> **Exercise instructions**
**A)** From the passage on Lóegaire below, set down word for word the stretch that begins at "The later Vita" and stops after "conversion and death.".
**B)** Resume the passage on Lóegaire and the Leinster cattle tribute, picking up right after its last sentence.

The other early life of Patrick, by Tírechán, has it that Lóegaire remained a pagan in spite of Patrick's miracles. Lóegaire say that his father Niall would not have allowed him to convert. "Instead I am to be buried in the earthworks of Tara, I the son of Niall, face to face with the son of Dúnlaing in Mullaghmast". Tírechán, however, does allow that Patrick converts two of Lóegaire's daughters, Eithne the fair and Fedelm the red.

The later Vita tripartita Sancti Patricii (Tripartite Life of Saint Patrick) again portrays a Lóegaire who schemes to kill Patrick. The lorica of Saint Patrick appears in the Vita tripartita, and it protects Patrick from one of Lóegaire's schemes. In this account Lóegaire is not converted by Patrick, and is buried in the walls of Tara as his father Niall had wished. The Lebor na hUidre provides a further account of Lóegaire's conversion and death.

==Bóroma Laigen==
The Bóroma or Bóroma Laigen—cattle tribute of Leinster—is the subject of a number of Middle Irish accounts. Its supposed origins are described in Tuathal Techtmar 7 Ríge na hÉrenn, part of a continuation of the Lebor Gabála Érenn, and in the Acallam na Senórach. They are placed in the prehistoric past, in the time of Túathal Techtmar, who imposes the tribute of 5000, in other accounts 15000, cattle on the kings of Leinster as the honour price—known as éraic in early Irish law codes—for the death of his daughters. The legendary kings who follow Tuathal attempt to collect the tribute until finally Coirpre Lifechair's attempt is defeated by the Fionn mac Cumhaill and the Fianna.

Lóegaire's attempts to impose the Bórama, according to the later accounts, were unsuccessful. His invasion was defeated by Crimthann mac Énnai, ancestor of the Uí Cheinnselaig, near the River Barrow. Lóegaire was captured and made to swear never again to invade Leinster. This he did, swearing by the sun and moon, earth and sea, day and night, and water and air. One account of his death has it that he broke this oath. It is likely that the association with the Uí Cheinnselaig is a later addition as other sources say that the king of Leinster who ruled from Naas in Patrick's time belonged to the later obscure kindred of Uí Garrchon, part of the Dál Messin Corb.

> **Data extracts**

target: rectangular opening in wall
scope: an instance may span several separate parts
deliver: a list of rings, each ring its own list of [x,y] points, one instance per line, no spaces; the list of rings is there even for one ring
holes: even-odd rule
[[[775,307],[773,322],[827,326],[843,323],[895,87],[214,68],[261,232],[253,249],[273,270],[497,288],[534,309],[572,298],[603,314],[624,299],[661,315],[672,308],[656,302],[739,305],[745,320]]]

--

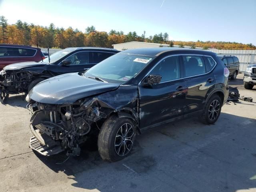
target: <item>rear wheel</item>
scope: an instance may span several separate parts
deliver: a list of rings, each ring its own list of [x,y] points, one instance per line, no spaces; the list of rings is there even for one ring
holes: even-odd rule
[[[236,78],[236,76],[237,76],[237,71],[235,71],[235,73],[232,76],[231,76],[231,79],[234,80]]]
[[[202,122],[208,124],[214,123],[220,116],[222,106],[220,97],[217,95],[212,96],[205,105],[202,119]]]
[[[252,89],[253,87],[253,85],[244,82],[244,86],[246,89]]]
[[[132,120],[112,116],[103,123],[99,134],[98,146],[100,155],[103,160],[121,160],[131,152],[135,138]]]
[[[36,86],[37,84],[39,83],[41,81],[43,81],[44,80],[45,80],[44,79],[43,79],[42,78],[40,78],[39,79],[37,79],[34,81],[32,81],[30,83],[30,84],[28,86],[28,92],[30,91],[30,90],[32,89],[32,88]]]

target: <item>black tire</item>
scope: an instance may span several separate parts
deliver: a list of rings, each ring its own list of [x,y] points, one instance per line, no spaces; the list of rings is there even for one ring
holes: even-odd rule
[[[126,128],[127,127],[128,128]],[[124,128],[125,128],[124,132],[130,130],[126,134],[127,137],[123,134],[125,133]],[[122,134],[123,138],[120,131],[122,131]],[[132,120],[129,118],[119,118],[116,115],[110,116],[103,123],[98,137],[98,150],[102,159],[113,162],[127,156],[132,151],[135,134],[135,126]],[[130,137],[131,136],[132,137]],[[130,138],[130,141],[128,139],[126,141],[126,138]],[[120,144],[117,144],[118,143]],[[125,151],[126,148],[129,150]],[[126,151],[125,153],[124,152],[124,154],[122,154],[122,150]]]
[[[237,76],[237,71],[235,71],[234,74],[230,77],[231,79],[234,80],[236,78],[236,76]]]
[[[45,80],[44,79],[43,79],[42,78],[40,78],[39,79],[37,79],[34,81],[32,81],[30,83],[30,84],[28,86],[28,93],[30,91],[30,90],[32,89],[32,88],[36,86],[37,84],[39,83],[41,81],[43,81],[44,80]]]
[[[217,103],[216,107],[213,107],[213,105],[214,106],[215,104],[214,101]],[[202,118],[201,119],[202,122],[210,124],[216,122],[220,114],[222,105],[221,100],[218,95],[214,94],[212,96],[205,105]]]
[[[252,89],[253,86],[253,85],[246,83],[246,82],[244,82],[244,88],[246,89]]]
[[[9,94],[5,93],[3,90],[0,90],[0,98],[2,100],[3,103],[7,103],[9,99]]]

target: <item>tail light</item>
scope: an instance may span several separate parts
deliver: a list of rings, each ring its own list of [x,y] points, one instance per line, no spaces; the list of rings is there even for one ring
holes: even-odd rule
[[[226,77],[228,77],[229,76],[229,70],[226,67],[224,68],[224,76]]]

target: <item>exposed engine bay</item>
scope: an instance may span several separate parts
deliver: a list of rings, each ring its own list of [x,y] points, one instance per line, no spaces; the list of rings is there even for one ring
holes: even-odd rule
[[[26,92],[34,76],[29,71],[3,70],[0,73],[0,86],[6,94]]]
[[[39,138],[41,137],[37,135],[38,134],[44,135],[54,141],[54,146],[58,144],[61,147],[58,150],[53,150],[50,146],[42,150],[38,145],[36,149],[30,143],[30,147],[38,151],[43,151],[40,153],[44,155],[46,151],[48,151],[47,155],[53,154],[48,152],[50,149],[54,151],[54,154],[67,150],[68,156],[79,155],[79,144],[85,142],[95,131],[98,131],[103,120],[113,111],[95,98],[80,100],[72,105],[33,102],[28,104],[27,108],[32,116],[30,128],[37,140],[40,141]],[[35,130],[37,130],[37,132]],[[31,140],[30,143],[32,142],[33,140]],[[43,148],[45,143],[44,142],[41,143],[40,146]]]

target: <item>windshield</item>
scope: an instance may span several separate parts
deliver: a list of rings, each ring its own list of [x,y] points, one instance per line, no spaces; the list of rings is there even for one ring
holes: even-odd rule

---

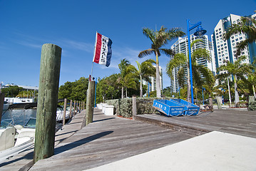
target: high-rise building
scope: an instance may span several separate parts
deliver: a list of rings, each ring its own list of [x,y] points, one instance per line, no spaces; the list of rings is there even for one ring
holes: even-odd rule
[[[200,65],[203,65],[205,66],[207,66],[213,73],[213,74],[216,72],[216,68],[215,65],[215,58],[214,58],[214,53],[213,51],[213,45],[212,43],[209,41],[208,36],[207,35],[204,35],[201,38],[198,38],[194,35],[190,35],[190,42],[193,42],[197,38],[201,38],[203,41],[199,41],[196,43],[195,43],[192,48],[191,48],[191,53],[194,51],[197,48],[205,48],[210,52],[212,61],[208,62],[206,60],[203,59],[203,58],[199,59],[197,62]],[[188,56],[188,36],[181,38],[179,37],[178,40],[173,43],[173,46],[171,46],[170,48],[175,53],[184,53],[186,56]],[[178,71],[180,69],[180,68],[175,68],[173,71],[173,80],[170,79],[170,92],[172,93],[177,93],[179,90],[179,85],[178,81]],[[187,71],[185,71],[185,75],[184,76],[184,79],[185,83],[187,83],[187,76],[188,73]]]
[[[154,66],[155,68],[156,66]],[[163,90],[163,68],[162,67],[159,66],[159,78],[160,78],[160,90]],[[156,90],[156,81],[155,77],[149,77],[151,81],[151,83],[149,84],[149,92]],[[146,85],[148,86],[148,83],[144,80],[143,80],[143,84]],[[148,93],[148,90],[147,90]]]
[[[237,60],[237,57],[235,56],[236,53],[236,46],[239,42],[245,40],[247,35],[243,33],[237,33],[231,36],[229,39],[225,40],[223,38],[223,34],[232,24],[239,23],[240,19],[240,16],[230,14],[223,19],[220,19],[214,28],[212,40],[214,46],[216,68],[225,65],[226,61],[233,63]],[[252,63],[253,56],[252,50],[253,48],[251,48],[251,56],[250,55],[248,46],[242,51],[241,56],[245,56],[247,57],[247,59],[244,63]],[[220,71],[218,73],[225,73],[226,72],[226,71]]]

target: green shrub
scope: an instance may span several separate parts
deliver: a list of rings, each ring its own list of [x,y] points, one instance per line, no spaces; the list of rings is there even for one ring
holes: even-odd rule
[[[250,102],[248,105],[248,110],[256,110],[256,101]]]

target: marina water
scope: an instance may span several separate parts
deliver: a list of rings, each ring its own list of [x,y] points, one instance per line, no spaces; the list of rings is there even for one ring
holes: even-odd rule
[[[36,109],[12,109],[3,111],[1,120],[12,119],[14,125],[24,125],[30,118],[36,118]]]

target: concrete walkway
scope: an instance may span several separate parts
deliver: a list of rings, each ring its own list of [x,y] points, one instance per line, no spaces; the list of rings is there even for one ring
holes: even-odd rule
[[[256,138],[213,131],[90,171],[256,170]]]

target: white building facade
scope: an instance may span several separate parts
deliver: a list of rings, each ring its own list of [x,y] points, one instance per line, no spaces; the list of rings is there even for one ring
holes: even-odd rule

> **Outputs by task**
**A)**
The later Vita tripartita Sancti Patricii (Tripartite Life of Saint Patrick) again portrays a Lóegaire who schemes to kill Patrick. The lorica of Saint Patrick appears in the Vita tripartita, and it protects Patrick from one of Lóegaire's schemes. In this account Lóegaire is not converted by Patrick, and is buried in the walls of Tara as his father Niall had wished. The Lebor na hUidre provides a further account of Lóegaire's conversion and death.

**B)**
==Death==
There are several accounts of Lóegaire's death. The Bóroma has him break his oath never again to invade Leinster. When he reaches the plain of the River Liffey near Kildare, the forces of nature on which he swore kill him: the wind leaves his lungs, the sun scorches him, the earth entombs him. Another account has Lóegaire's druids prophecy that he will die between Ériu (Ireland) and Alba (Scotland). To avoid this, Lóegaire never goes to sea. This version states that he died between two hills on the Liffey plain, hills named Ére and Alba. Finally, it is said that Lóegaire was cursed by Patrick and died of it.

==Cenél Lóegairi==
Tiréchan's life of Patrick names two daughters of Lóegaire, Eithne the fair and Fedelm the red. Lóegaire's son Lugaid is included in all king lists. The account of Lóegaire and Patrick in An Leabhar Breac explains that Patrick cursed Lóegaire's descendants, saying that they would never hold the kingship of Tara. Lóegaire's queen, Angias, a daughter of (Ailill) Tassach, of the Uí Liatháin, who was pregnant with Lugaid, begged that her unborn child should be spared the curse, and this was granted in part so that Lugaid later became king. Another of his twelve sons is called Feidlimid. As well as Angias, his wives included Muirecht, daughter of Eochaid Muinremar, said to be the grandfather of Fergus Mór mac Eirc.

The Cenél Lóegairi were indeed a relatively minor group in the Irish midlands in historic times. They were subject to the Síl nÁedo Sláine kings of Brega. Their lands lay between the River Boyne and the Meath Blackwater with their main church at Trim in modern County Meath. Another branch the Muintir Talthligh, were chiefs of Uí Laoghaire of Lough Lir, a district which lay in the barony of Lurg, north of Lower Lough Erne in Fermanagh.